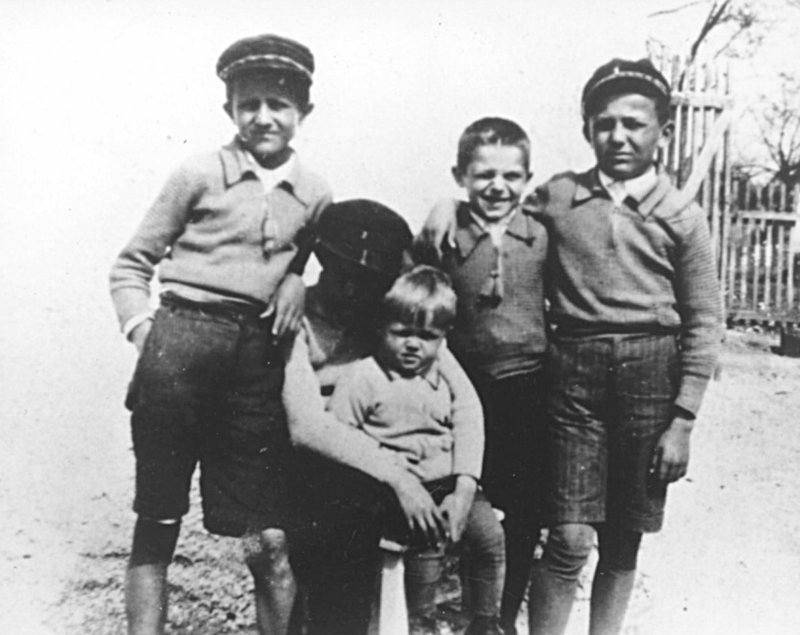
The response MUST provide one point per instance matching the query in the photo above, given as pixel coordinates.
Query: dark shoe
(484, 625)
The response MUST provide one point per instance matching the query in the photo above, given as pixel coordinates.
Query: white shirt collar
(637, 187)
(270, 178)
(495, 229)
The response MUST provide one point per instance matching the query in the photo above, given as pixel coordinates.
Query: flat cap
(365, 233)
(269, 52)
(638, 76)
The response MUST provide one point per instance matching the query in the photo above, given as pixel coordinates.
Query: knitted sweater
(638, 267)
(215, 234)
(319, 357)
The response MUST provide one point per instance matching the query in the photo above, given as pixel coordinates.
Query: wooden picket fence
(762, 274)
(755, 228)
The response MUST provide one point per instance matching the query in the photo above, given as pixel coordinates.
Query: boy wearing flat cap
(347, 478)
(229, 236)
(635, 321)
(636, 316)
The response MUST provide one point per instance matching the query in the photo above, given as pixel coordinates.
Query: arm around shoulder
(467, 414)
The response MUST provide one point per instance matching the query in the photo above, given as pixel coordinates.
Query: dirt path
* * *
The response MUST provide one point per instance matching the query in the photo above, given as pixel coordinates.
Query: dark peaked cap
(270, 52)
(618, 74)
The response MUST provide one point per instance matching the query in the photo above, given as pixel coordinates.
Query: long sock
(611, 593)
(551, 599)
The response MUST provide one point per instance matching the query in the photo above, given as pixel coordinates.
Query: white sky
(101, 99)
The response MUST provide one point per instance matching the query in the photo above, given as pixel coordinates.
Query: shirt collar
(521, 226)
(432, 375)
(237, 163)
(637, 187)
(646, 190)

■ **EXERCISE TASK**
Filter the records above and keep only those lines that contain the word "shirt".

■ **ANSWER**
Query: white shirt collar
Query: shirt collar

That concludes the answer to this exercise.